(EXERCISES)
**A)** Retype the section of the instance drain page from "This is helpful" to "the destination instance.".
**B)** Answer these questions from the instance drain page:
(i) Which exit status code means the maximum time to wait for the events queue expired?
(ii) Which services stay running in the first step of the drain command?
(iii) What is the default value of the --concurrency option?
**C)** According to the instance drain page, why is draining a GreenArrow instance useful?

─── EXTRACT TO READ ───

Instance Drain

Table of Contents
Introduction
What data is moved
Data that is not moved
How to drain an instance
Example Invocation

Introduction

Draining a GreenArrow instance is the process of moving the queue of undelivered email messages from one instance of GreenArrow to one or more other instance(s) of GreenArrow.

This is helpful for running a variable number of GreenArrow instances. When you have more instances provisioned than you currently need, you can drain & stop one or more of those instances. This procedure will move the data on the instance being decommissioned to one or more other instances that will remain operational.

What data is moved

Email messages that are in-queue.
- This includes all messages, regardless of if those messages have received their first delivery attempt.
- Each message’s next retry time will be maintained and respected by the destination instance.
All other queues of email messages waiting to be processed, including:
- Lite Bounce Processor & Full Bounce Processor bounces that are waiting to be processed.
- HTTP Submission API messages that are waiting to be processed.

Additionally, the drain process waits for all events to be delivered by the Event Delivery System. Events are not moved between GreenArrow instances, but the drain process waits for the event processor to finish delivering all events before it proceeds with moving email messages to other instances(s) of GreenArrow.

Data that is not moved

Local log files.
Email messages that have been delivered to local mailboxes.
Engine statistics data.
All GreenArrow Studio data.
Any other data on the instance that was not explicitly listed in the “What data is moved” section above.

How to drain an instance

To drain an instance of GreenArrow, run the following greenarrow command:

greenarrow: Usage:
  greenarrow service drain [DESTINATIONS...]

This command is used to shutdown and drain this server of its local data.

Running this command will do the following:

  1. Stop all GreenArrow services except for the event processor, Postgres, and Redis.

  2. Wait for all in-queue events to be delivered.

  3. Distribute data to the server address(es) given to this command, removing it
     from the local system after it has been handed-off.

  4. Stop the remaining GreenArrow services.

Refer to the following documentation for more information:

  https://www.greenarrowemail.com/docs/greenarrow-engine/Server-Management-and-Backups/Instance-Drain

Application Options:
      --bind-ip=           specify the local ip address to bind when
                           establishing outgoing HTTPS connections
      --no-wait-on-events  do not wait for events to deliver before draining
                           GreenArrow
      --max-event-wait=    maximum duration to wait for events to deliver
                           before exiting failure (e.g. 15s, 2m)
      --concurrency=       number of outgoing messages to send concurrently
                           (default: 2*cpu, min 10, max 64)
      --prof-port=         open this port number for go performance profiling

Help Options:
  -h, --help               Show this help message

Terminating this process with SIGTERM or SIGINT will cause the drain to be cleanly shutdown, removing any messages from the local system that were successfully distributed to a destination. Terminating this process with SIGKILL, then re-running it, could result in duplicate messages.

Exit Codes

The drain process will return with one of the following exit status codes:

0	Success. This instance has been successfully drained. It could now either be retired or restarted later.
1	Unspecified “other” error condition. See the output on STDOUT and/or STDERR for more information.
10	The maximum amount of time to wait for the events queue to drain expired.

─── DATA LISTING ───

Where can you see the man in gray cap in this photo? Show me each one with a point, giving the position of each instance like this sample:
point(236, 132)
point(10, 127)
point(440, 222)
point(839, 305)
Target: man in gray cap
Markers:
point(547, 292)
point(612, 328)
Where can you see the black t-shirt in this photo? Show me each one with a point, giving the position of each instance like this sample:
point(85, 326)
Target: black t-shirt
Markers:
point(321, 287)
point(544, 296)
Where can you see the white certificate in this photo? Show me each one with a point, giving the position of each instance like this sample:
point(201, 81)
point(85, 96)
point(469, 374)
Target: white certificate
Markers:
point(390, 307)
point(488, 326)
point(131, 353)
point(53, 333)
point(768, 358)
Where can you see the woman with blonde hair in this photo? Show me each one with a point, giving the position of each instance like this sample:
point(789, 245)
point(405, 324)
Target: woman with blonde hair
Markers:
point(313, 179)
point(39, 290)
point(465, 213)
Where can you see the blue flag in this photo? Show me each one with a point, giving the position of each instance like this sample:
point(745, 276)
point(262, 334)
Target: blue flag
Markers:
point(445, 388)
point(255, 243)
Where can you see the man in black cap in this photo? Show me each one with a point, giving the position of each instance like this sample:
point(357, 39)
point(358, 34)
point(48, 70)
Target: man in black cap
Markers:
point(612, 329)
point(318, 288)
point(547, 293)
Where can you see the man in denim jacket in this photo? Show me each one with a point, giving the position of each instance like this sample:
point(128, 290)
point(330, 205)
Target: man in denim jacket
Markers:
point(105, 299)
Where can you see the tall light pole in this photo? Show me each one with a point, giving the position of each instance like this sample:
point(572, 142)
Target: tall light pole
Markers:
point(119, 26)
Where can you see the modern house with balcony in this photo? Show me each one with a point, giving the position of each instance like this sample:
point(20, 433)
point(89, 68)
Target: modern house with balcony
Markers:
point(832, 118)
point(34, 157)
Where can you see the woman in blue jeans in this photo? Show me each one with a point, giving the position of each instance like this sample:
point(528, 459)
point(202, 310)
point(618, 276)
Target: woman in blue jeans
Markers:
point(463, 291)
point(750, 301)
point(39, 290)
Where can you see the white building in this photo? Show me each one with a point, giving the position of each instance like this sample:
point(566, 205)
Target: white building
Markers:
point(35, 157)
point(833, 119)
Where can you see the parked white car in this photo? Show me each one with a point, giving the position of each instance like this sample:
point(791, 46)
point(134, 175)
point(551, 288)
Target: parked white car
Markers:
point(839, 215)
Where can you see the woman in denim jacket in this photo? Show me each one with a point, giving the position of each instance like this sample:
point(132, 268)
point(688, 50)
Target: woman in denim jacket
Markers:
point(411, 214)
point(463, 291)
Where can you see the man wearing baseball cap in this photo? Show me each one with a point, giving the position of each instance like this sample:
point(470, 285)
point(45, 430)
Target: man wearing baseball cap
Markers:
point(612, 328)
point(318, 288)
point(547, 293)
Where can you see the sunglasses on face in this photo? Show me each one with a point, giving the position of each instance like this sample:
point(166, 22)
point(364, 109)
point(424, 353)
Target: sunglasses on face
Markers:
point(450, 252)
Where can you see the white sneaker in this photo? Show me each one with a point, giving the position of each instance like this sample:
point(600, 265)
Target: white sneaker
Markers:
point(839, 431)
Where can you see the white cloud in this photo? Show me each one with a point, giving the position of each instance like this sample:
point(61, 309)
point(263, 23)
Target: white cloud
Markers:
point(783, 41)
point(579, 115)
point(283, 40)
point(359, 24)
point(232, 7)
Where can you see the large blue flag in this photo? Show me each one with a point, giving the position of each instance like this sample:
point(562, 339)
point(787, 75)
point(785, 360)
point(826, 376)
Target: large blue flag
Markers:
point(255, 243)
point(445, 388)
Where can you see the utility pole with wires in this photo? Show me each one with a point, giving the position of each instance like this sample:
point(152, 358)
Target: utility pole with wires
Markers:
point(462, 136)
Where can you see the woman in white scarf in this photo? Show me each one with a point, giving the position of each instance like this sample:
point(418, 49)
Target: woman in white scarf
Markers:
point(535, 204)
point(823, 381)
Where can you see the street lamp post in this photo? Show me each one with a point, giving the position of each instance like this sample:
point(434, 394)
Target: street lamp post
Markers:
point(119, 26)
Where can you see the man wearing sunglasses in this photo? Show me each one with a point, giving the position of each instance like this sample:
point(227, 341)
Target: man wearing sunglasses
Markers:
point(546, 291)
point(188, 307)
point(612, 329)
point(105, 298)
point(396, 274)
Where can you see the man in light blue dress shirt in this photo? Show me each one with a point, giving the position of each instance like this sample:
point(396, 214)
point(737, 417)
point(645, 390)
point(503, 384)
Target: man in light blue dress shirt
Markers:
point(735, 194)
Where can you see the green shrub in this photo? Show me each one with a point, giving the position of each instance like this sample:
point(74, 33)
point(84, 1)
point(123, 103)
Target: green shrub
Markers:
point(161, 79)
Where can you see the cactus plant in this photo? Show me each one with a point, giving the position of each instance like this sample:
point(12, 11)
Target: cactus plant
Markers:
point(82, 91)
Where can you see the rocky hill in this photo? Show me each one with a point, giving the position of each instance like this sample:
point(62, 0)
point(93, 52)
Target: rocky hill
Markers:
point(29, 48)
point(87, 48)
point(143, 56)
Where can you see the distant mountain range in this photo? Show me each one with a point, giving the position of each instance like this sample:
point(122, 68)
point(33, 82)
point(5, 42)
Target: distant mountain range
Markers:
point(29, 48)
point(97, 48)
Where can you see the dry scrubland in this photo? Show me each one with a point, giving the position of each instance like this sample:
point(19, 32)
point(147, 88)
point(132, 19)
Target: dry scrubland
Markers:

───

(RESULTS OF THE TASKS)
**A)**
This is helpful for running a variable number of GreenArrow instances. When you have more instances provisioned than you currently need, you can drain & stop one or more of those instances. This procedure will move the data on the instance being decommissioned to one or more other instances that will remain operational.

What data is moved

Email messages that are in-queue.
- This includes all messages, regardless of if those messages have received their first delivery attempt.
- Each message’s next retry time will be maintained and respected by the destination instance.

**B)**
(i) 10
(ii) The event processor, Postgres, and Redis
(iii) 2*cpu, with a minimum of 10 and a maximum of 64

**C)** It helps when running a variable number of GreenArrow instances. When more instances are provisioned than currently needed, one or more can be drained and stopped, and their data is moved to other instances that stay operational.